◆ What you need to do
Please count the lines in the material below that contain the string "plover". Reply with only that number.

◆ Extracted records
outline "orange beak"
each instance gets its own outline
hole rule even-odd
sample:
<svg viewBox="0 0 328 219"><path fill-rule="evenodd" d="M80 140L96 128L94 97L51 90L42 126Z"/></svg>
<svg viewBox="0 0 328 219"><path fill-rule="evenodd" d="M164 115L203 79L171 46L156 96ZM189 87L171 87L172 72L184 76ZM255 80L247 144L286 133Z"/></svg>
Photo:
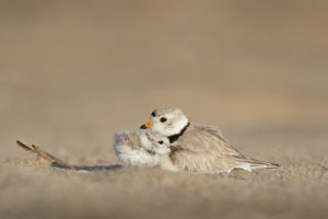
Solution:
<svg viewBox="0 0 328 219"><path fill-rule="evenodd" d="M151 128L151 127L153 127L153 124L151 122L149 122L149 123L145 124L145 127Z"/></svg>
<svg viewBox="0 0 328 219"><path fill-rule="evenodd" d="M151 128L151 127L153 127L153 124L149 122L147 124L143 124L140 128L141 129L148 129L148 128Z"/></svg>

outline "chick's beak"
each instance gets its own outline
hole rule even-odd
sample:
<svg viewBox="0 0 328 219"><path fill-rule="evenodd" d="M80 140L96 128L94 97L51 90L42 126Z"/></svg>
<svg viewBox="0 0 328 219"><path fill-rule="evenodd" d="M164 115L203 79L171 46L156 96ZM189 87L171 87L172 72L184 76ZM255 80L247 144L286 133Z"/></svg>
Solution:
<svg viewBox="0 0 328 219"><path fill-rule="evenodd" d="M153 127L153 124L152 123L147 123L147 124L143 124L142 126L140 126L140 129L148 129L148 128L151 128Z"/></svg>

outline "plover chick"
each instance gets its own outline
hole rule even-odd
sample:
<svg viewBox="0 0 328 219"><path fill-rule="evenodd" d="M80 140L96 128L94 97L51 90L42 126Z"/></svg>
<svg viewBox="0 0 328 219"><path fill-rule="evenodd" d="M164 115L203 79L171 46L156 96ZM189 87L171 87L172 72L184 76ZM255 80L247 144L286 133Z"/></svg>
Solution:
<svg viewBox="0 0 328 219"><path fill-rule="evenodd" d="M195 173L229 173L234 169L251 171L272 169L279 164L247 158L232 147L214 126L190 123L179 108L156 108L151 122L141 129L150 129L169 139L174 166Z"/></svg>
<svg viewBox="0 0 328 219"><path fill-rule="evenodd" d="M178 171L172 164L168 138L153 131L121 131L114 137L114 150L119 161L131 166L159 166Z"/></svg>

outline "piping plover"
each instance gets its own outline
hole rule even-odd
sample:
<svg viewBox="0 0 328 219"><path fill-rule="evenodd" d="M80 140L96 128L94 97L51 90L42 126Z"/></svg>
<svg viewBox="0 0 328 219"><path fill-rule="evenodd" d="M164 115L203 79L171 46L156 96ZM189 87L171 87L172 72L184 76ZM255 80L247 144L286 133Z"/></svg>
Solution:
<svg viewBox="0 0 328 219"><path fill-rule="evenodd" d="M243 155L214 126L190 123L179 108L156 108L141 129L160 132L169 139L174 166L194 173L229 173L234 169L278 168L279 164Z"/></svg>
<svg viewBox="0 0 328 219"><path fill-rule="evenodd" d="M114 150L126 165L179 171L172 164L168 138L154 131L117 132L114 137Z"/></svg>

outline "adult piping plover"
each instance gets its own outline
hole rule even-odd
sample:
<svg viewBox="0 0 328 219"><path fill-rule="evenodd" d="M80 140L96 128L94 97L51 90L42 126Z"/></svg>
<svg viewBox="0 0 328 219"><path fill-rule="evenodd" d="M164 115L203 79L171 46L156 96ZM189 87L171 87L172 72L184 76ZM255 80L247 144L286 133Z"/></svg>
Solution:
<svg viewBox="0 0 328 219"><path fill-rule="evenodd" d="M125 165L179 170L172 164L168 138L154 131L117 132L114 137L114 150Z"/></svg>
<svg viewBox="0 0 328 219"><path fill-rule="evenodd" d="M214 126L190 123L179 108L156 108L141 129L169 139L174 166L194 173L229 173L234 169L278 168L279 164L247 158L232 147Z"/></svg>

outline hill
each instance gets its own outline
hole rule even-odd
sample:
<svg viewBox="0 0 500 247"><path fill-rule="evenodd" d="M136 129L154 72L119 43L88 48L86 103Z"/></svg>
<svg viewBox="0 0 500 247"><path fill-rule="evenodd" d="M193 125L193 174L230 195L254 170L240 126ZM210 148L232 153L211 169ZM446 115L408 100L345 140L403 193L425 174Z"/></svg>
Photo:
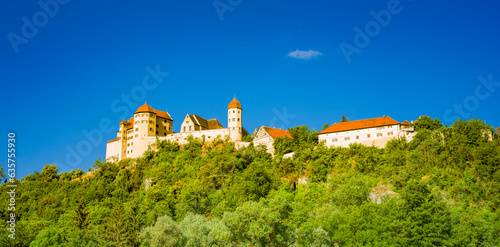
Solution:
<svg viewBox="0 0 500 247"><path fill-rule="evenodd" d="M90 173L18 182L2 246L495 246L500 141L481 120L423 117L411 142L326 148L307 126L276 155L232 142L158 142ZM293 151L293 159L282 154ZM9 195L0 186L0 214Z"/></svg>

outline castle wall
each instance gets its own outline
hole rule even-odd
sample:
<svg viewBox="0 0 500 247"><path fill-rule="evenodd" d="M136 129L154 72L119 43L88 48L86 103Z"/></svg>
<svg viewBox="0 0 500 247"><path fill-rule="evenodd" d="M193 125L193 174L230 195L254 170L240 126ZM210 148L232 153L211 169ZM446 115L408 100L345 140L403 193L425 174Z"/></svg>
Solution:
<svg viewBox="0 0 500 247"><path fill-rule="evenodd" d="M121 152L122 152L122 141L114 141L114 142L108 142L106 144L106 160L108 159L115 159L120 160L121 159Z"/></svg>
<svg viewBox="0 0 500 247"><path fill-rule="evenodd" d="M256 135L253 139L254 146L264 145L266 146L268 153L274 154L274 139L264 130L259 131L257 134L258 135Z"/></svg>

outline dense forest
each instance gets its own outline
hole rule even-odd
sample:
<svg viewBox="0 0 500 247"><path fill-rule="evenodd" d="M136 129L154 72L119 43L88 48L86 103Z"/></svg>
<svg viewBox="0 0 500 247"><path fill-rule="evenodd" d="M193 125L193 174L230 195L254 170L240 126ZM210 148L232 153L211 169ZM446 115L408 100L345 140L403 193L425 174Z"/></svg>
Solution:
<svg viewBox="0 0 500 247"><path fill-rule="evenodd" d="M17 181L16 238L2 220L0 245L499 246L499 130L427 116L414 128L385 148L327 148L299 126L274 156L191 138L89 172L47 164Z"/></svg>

--

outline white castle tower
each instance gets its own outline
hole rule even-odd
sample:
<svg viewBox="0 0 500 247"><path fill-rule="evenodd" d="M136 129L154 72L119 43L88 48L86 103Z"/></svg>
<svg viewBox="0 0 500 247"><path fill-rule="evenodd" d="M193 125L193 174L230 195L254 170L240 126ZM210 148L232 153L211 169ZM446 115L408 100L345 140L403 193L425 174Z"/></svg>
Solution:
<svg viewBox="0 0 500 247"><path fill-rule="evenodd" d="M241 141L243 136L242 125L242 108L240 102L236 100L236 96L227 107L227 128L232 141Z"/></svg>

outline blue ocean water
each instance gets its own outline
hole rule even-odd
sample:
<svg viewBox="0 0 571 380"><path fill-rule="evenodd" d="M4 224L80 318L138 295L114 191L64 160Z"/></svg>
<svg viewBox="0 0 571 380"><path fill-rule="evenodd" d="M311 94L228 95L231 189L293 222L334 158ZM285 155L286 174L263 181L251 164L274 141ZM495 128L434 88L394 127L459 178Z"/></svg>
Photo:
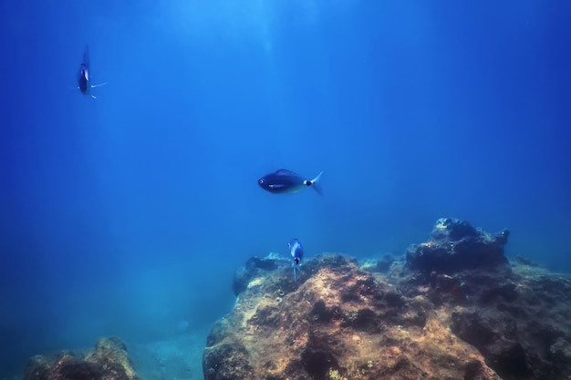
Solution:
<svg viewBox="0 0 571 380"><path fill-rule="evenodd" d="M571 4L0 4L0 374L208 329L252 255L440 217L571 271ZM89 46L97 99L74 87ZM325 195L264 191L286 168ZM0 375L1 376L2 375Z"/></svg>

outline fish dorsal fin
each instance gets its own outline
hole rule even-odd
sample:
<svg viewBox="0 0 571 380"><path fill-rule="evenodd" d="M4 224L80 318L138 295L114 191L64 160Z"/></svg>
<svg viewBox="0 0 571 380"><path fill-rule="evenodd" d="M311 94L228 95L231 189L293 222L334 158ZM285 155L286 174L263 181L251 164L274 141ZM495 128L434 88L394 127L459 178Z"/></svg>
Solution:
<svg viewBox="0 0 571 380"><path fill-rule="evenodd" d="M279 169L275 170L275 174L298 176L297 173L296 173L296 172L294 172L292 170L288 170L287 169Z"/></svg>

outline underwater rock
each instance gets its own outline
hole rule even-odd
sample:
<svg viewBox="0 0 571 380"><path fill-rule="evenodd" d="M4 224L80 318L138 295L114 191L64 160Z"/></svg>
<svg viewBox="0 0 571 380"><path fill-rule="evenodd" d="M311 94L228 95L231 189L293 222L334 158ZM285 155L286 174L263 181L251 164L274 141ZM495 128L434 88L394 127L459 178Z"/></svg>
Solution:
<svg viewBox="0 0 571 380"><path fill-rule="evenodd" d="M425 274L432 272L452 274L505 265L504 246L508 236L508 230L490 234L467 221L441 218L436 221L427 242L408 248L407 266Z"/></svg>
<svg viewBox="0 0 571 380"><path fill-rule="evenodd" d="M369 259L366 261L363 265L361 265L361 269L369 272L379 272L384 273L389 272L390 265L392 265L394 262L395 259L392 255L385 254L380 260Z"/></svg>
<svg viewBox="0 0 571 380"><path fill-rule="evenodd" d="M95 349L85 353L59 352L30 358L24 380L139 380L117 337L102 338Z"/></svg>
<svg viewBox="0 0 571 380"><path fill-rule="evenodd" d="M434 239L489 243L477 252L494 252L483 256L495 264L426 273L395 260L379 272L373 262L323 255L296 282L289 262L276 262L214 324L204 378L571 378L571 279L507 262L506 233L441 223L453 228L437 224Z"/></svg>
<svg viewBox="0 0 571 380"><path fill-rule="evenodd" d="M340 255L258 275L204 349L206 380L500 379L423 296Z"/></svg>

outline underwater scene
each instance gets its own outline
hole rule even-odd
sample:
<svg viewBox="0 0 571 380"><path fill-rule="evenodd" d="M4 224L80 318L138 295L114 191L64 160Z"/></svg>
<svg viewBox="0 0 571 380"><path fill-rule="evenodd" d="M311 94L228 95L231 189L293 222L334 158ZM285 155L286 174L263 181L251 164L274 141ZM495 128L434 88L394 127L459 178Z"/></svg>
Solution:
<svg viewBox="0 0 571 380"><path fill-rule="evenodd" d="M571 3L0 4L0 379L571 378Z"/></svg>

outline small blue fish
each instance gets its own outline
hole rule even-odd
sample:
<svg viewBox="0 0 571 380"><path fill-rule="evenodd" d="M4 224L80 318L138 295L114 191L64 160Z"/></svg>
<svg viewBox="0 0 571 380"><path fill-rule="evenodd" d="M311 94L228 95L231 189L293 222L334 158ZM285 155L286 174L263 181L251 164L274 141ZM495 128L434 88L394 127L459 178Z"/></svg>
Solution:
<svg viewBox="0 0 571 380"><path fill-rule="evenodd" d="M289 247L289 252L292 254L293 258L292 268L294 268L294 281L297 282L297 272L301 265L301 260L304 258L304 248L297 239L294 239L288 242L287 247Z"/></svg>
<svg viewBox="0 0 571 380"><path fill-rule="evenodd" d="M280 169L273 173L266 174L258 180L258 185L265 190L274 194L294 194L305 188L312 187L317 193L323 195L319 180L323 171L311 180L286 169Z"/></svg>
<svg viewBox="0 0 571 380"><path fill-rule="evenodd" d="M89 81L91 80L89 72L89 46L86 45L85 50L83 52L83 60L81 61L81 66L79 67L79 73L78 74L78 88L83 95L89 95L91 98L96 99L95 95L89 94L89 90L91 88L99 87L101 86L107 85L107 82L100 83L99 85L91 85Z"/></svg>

==

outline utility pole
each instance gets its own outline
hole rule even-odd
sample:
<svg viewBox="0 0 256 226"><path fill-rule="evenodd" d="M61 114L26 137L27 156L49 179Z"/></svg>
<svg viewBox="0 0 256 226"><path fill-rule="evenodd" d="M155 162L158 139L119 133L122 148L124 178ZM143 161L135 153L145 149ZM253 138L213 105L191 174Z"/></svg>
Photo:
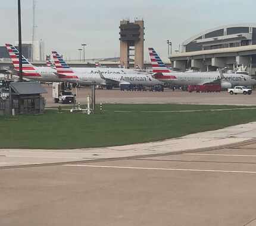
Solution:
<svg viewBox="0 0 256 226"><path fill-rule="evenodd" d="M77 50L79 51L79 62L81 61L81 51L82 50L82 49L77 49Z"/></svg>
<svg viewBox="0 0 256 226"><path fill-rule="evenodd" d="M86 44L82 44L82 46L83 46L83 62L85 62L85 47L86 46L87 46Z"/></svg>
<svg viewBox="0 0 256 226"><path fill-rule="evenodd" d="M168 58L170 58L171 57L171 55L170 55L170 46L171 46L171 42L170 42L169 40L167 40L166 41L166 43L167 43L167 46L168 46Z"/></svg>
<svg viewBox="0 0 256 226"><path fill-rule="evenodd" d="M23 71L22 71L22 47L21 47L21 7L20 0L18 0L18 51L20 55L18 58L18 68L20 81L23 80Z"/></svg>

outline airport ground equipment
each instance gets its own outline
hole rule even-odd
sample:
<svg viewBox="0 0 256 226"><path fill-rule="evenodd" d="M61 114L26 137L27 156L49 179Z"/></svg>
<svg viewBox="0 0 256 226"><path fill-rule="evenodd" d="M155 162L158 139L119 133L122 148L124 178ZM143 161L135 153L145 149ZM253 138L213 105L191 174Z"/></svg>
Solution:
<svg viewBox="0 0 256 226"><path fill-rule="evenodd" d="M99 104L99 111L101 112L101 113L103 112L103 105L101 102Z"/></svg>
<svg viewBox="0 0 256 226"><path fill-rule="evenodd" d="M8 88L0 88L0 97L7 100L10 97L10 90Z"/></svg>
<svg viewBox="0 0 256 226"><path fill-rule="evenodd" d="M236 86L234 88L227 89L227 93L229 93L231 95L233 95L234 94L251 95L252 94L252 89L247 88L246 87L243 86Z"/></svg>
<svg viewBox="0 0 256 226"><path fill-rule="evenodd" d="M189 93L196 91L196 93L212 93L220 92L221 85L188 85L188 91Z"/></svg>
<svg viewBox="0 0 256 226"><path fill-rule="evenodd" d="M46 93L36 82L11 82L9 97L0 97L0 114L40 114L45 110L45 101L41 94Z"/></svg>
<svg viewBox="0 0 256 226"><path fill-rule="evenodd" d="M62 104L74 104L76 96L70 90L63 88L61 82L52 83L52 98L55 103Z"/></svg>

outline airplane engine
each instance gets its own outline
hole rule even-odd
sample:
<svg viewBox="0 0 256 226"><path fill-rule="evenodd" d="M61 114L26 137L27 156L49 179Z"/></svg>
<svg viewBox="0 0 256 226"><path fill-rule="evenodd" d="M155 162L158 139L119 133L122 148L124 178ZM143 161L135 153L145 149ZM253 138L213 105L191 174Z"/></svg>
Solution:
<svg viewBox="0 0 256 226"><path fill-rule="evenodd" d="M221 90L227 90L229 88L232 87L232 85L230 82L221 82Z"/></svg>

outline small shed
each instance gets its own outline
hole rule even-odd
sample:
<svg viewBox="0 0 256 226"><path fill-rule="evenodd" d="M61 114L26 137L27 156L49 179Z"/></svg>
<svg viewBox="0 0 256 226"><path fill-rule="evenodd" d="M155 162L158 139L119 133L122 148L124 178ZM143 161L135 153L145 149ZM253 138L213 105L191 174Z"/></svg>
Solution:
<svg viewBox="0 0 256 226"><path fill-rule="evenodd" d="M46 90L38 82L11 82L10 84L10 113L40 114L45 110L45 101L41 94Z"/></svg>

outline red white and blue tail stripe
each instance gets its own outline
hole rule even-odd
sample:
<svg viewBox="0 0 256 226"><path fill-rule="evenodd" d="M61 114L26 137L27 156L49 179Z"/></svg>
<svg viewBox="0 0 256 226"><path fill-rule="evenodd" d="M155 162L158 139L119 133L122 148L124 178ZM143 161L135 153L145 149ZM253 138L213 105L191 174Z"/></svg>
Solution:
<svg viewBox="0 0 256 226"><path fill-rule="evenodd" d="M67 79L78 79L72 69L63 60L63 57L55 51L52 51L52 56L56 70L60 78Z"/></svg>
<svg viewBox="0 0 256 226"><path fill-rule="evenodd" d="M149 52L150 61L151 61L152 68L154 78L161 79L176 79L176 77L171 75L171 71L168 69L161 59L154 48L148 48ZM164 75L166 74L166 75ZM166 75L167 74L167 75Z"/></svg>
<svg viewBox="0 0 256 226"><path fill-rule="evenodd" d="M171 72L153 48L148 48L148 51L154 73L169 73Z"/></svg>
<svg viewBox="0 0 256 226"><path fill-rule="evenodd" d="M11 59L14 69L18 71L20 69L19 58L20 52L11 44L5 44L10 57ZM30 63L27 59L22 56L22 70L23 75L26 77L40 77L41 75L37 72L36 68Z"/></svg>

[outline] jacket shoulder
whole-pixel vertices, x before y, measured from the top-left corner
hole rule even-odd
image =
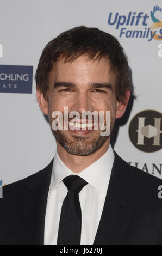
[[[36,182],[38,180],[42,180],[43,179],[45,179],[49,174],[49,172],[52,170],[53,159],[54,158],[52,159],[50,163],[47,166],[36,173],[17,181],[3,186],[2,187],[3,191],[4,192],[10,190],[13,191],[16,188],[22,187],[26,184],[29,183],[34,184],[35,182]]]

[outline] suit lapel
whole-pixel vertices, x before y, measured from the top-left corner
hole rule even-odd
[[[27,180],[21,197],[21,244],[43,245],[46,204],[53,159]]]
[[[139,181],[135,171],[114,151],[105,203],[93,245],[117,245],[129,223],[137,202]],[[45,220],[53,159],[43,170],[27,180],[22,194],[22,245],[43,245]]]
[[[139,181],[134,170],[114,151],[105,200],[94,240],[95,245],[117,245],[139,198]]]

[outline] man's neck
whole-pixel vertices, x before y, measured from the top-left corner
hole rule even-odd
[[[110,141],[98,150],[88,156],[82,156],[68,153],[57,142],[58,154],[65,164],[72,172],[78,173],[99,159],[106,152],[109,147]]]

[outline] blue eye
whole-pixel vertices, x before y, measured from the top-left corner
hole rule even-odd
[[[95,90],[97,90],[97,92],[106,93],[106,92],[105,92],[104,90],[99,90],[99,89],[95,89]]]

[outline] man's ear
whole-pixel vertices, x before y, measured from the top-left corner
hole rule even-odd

◆ The reply
3